-- start EXTRACT --

Limitations of Prior Work: 1. Most methods require latent variables to follow specific indicator patterns (e.g., each latent variable affects at least two observed variables and is not shared). 2. Some methods restrict how latent variables interact with other variables (e.g., no direct latent-to-latent causal relationships). 3. Nearly all methods prohibit cycles in causal graphs, restricting attention to DAG structures. 4. These structural assumptions frequently fail in practice, severely limiting the applicability of existing approaches.

Key Challenge: The central obstacle to developing general, assumption-free methods is the absence of an equivalence characterization — without knowing what is identifiable (i.e., which graphs produce the same observational distribution), it is generally impossible to design identification procedures. Without an equivalence theory, the upper bound on achievable precision in causal discovery remains unknown.

Goal: To establish a complete equivalence theory under linear non-Gaussian models (LiNG-Latent). The core innovation is the introduction of edge rank constraints as a new tool — filling the gap left by independence constraints, which are incomplete in the latent-variable setting — thereby enabling a complete graphical criterion.

Method¶

Overall Architecture¶

The proposed framework advances across three levels, forming a complete chain from theory to application:

Input: Observational data (assumed to be generated by a linear non-Gaussian model), potentially involving latent variables and causal cycles.
Level 1 — Equivalence Characterization: Establish a graphical criterion to determine whether two causal graphs are distributionally equivalent.
Level 2 — Equivalence Class Enumeration: Given a graph, identify all distributionally equivalent graphs.
Level 3 — Learning from Data: Recover the causal model from observational data up to the equivalence class.

The model is formalized as a linear structural equation:

\[X = BX + \Lambda L + E\]

where \(X\) is the vector of observed variables, \(B\) is the matrix of causal coefficients among observed variables (cycles permitted), \(L\) denotes latent variables, \(\Lambda\) is the effect matrix from latent to observed variables, and \(E\) is non-Gaussian independent noise.

Key Design 1: Edge Rank Constraints¶

This constitutes the central technical contribution. In latent-variable causal models, the mixing matrix encodes causal structure information. Classical methods rely on independence constraints (no causal path between two variables → statistical independence), but independence constraints are incomplete in the presence of latent variables — two variables may be statistically dependent through latent variables even without a direct causal relationship.

-- end EXTRACT --

Rewrite the causal discovery text from "The model is" up to and including "non-Gaussian independent noise.", renaming "observed" to "measured" throughout.

-- start DATA BLOCK --

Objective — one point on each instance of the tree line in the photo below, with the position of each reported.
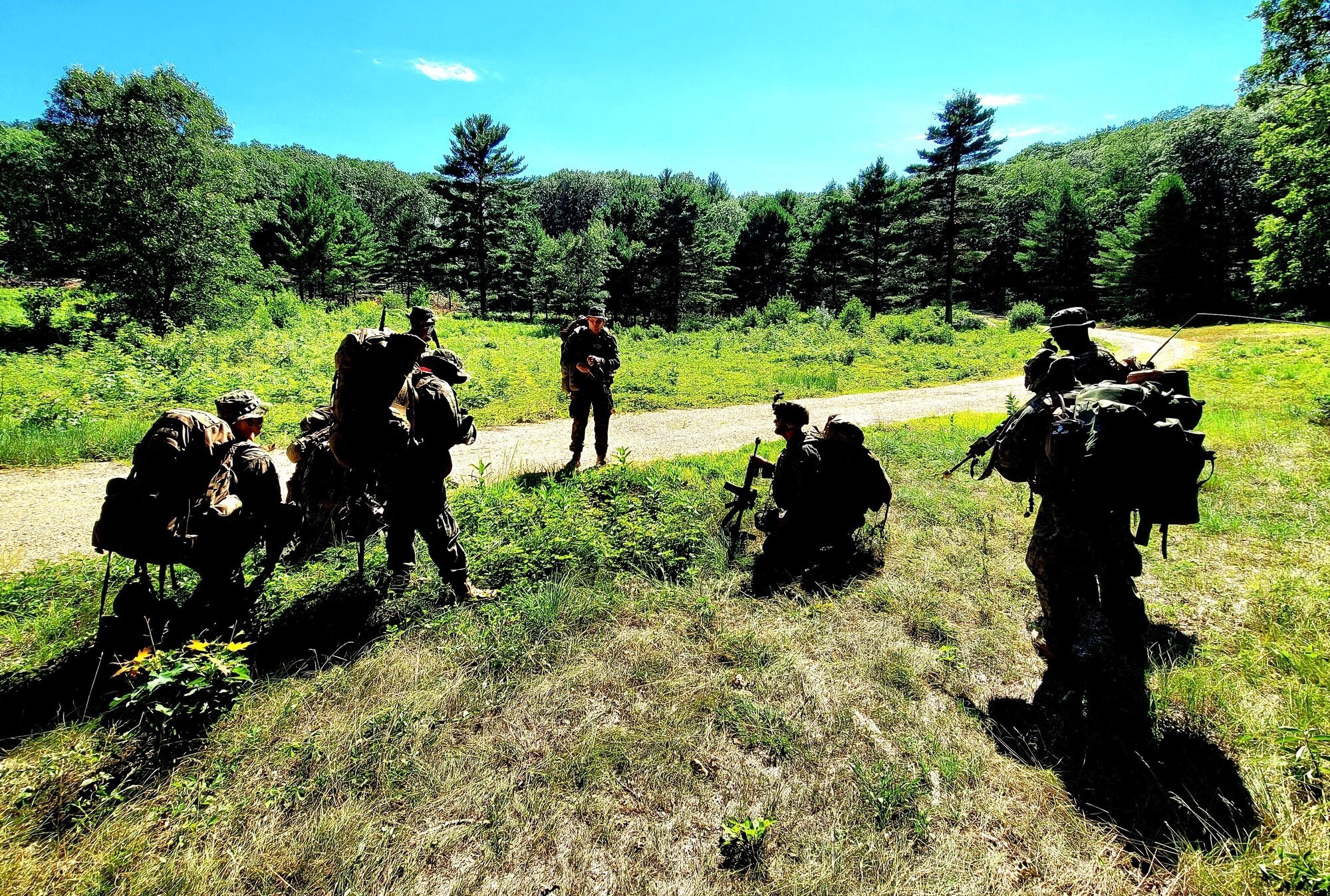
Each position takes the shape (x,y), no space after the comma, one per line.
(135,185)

-- end DATA BLOCK --

■ **SOLUTION**:
The model is formalized as a linear structural equation:

\[X = BX + \Lambda L + E\]

where \(X\) is the vector of measured variables, \(B\) is the matrix of causal coefficients among measured variables (cycles permitted), \(L\) denotes latent variables, \(\Lambda\) is the effect matrix from latent to measured variables, and \(E\) is non-Gaussian independent noise.